Lines excerpted from a collection:
• • • • • • •

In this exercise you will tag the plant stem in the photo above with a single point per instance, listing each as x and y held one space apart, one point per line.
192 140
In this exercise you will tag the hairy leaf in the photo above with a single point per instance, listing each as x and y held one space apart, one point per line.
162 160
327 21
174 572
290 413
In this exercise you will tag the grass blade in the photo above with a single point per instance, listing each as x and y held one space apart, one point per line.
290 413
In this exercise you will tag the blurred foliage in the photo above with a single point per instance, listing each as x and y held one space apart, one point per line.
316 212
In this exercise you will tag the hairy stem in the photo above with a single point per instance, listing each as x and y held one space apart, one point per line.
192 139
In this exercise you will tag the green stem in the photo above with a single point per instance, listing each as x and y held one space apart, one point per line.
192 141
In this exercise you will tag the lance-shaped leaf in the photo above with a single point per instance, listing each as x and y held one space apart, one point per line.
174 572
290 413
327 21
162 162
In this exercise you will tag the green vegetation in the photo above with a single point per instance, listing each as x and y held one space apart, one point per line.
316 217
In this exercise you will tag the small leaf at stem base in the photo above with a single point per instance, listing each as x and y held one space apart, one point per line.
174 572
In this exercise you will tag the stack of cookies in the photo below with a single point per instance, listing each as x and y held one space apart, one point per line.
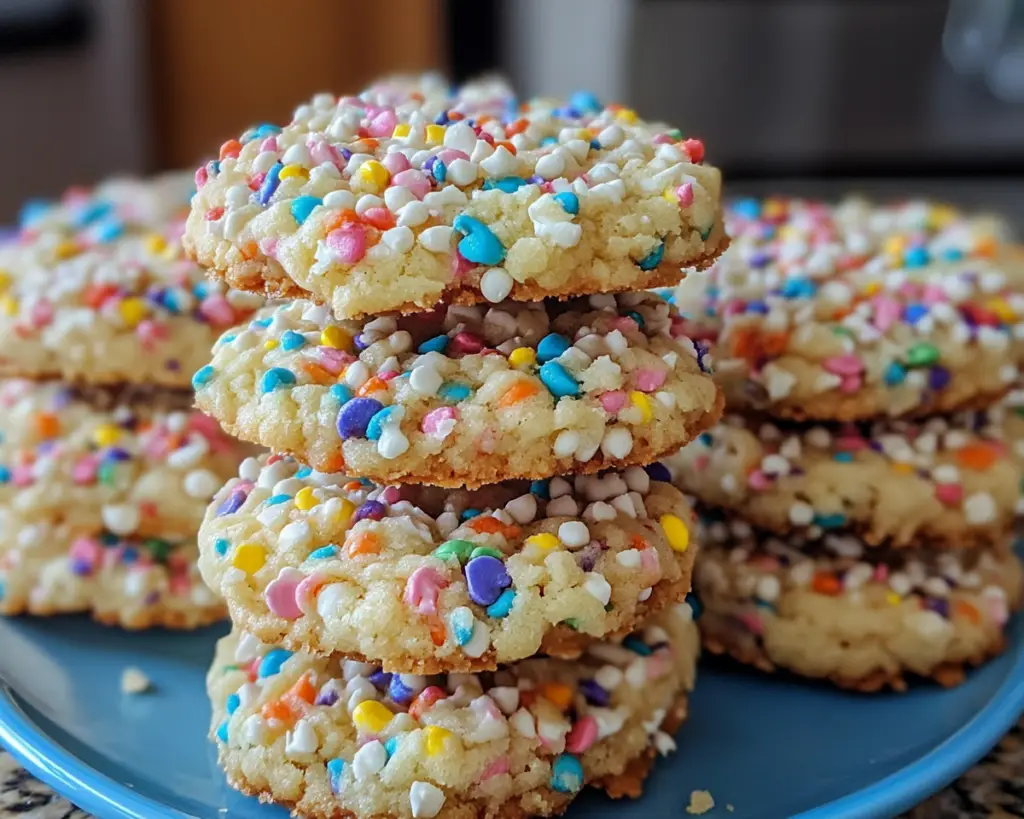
858 518
426 621
105 471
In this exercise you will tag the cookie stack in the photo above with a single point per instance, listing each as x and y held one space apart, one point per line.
426 621
858 522
104 470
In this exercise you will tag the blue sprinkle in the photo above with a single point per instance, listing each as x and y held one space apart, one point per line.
894 375
270 664
559 381
478 244
503 605
454 391
436 344
203 377
323 553
552 346
270 182
292 340
652 259
566 774
341 393
303 206
376 426
275 378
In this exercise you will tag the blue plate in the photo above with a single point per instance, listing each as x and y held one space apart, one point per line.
768 746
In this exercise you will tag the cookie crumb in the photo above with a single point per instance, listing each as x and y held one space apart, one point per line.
133 681
700 803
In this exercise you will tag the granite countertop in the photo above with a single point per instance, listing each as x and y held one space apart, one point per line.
994 787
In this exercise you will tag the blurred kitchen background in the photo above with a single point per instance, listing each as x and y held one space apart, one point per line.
890 96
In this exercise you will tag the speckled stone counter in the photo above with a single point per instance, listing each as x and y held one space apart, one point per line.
992 788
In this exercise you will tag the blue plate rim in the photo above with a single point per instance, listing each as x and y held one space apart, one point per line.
97 793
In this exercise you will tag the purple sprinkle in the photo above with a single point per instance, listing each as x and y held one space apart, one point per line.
486 578
353 418
372 510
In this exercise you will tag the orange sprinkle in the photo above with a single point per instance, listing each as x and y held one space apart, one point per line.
558 693
363 544
826 584
47 425
370 386
978 457
519 391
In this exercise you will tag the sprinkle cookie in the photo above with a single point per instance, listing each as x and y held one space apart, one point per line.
466 395
132 310
330 738
894 483
423 579
860 617
824 313
395 201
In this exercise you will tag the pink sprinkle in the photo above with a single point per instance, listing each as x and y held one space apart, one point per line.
887 312
496 768
415 180
422 589
612 401
281 594
348 244
848 364
582 735
395 163
438 423
949 493
382 124
648 380
217 310
685 194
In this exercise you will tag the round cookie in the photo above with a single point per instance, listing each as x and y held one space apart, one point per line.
424 579
824 313
861 617
466 395
137 464
393 201
941 483
131 310
329 738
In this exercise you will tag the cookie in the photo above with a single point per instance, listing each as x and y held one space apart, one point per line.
132 464
424 579
466 395
130 310
329 738
942 483
861 617
398 202
820 313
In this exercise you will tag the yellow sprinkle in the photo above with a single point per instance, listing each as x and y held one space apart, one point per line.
435 738
132 311
374 175
642 402
156 244
676 531
371 717
290 171
249 557
105 435
334 336
522 356
435 133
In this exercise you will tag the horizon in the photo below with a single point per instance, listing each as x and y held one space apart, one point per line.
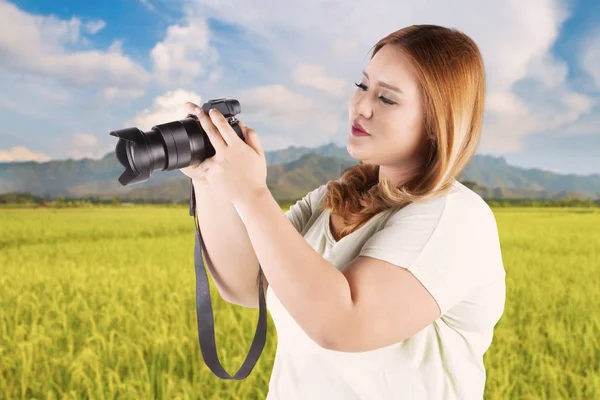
80 70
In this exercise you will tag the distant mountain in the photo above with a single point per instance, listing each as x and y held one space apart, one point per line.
292 173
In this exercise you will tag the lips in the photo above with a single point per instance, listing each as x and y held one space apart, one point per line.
359 128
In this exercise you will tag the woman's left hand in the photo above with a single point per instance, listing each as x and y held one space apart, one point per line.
238 169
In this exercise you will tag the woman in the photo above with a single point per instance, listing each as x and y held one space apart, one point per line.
423 280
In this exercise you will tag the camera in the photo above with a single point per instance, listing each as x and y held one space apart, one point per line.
169 146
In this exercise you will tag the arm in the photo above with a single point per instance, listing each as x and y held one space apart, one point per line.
326 303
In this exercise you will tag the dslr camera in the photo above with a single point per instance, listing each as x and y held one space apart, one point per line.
169 146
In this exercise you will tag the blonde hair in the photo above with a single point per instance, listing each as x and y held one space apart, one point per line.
451 79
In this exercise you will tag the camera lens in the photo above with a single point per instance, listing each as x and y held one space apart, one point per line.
165 147
174 145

• • • • • • •

Your instructions: Return all of the lines above word for word, leaving out the pictures.

Answer below:
In this exercise you will tag the plant stem in the photo above with a single point per instance, listing each as x and y held one space apart, one point per line.
192 140
In this exercise you will tag the hairy leaf in the photo above with a single point per instance, listing each as x and y held one space apart, one point per line.
162 160
327 21
174 572
290 413
In this exercise you will tag the grass blade in the photo above with a single point per instance, listing each as x and y held one space apart, one point per line.
290 413
In this exercise you will tag the blurred foliage in the photo above with a single point per instance, listing each as x and y held one space apart, one point per line.
316 212
In this exercise you will tag the hairy stem in the photo above with a single point per instance, listing each as x and y held one space apart, one point per line.
192 139
In this exercise you will tag the green stem in the photo above with a single point per instance, listing each as x and y held one space apart, one point per line.
192 141
In this exercise you will tag the lance-shaped leaf in the photo above with a single point per instance, listing each as x and y held one space apart, one point per line.
174 572
290 413
327 21
162 162
In this exercise you will tag the green vegetation in the photo above with a single point per instance, listing each as x and y held one space apart, one point per line.
316 217
In this exercise you will tag the small leaf at stem base in the photo above with a single point per instance, listing each as x and y held one space apart, one point per line.
174 572
In this exercise you will tag the stack of cookies in the photo below with a single point per instance, listing each as x and y held one space apart, one point per line.
858 518
426 621
105 471
In this exercise you will tag the cookie stack in the photo above with a single point per instance, listing each as x and y held one space apart, one point per line.
426 621
858 522
104 470
In this exercise you will tag the blue sprinkle in the photo above with a single point per instance, listing each as x and y held one space apart, one point per line.
894 375
270 664
559 381
478 244
503 605
454 391
436 344
203 377
323 553
552 346
270 182
292 340
652 259
566 774
341 393
303 206
376 426
275 378
In this exercise you will tag the blue plate in the photo above with a single point per instance, listing each as x and y held one space apart, one point per line.
768 746
In this exercise you will tag the cookie crumb in the photo above with a single point per instance, listing each as x and y held one space apart, one point per line.
133 681
700 803
In this exercise you will tag the granite countertop in the photo above with a single point per instance, listing each as x and y held one space apart, one point per line.
994 787
In this exercise you will tag the blurred kitchen background in the photo above with a single point per instance, listing each as x and y held one space apart, one point per line.
890 96
In this exercise you will tag the speckled stone counter in the photo above with a single point per instance, listing each as x and y held one space apart, one point per line.
992 788
In this exercise you will tag the blue plate rim in the photo above with a single point per instance, listing each as x and y held one space apart, one point per line.
97 793
In this exercise you will tag the purple sprinkle in the photo above with a single point per instance, listing each as x and y held one space apart, one point per line.
486 578
353 418
372 510
In this exercise you will tag the orange sprinkle in the photo above with a single point per instance, listing each as x and y held one space apart, one point per line.
558 693
363 544
826 584
47 425
370 386
978 457
519 391
In this exercise you will tag the sprinkle cookie in the photo above with a single point per instance, listing each as x and y held one space apart, one point per line.
466 395
132 310
330 738
894 483
423 579
860 617
824 313
395 201
In this exercise you will tag the pink sprinkle in the photo above with a single point per instance, listing each as x and y held one space apart, one point per line.
887 312
496 768
415 180
422 589
612 401
281 594
348 244
848 364
582 735
395 163
438 423
949 493
382 124
648 380
217 310
685 194
In this exercise you will tag the round cookie in the photo above with a single point per instance, listing each as x and y held one space apart, one point per line.
424 579
824 313
861 617
466 395
137 464
393 201
941 483
131 310
329 738
In this exercise you will tag the cookie in the photo above with a single point per instance, listing each as x and y held one space apart, one point per line.
132 464
424 579
466 395
130 310
329 738
942 483
861 617
398 202
820 313
In this exercise you will tag the yellow sprinkle in the photo above with a single point per instance, listing each as x and y held one space apart, one point per line.
435 738
132 311
374 175
642 402
156 244
676 531
371 717
290 171
249 557
105 435
334 336
522 356
435 133
In this exercise you will tag the horizon in the photo below with a single point per instance, listing each as x and y held one space apart, one point per line.
80 70
In this exercise you will tag the distant mountain in the photo above with a single point per instance, listing each as x and y held one space apart, one point per line.
292 173
In this exercise you will tag the lips in the photo above with a single point per instance, listing each as x and y held one space apart, one point per line.
359 128
In this exercise you will tag the woman's left hand in the photo above with a single point per instance, listing each as x and y held one space apart, one point per line.
238 169
In this exercise you will tag the woman in the photo above with a single point per instance, listing each as x and y held one space apart, one point per line.
423 280
In this exercise you will tag the camera in the photo above with a single point per instance, listing each as x and y held one space apart, one point per line.
169 146
In this exercise you will tag the arm in the photo above with a single point per instance, listing each as x and y held one space apart, one point per line.
326 303
In this exercise you will tag the dslr camera in the photo above with a single point per instance, listing each as x and y held one space apart, one point per line.
169 146
In this exercise you will tag the blonde hair in the photo above with a single point per instance, listing each as x and y held one space apart, one point per line.
451 79
In this exercise you will tag the camera lens in the photo above with a single point per instance, listing each as x and y held one space apart, one point per line.
165 147
174 145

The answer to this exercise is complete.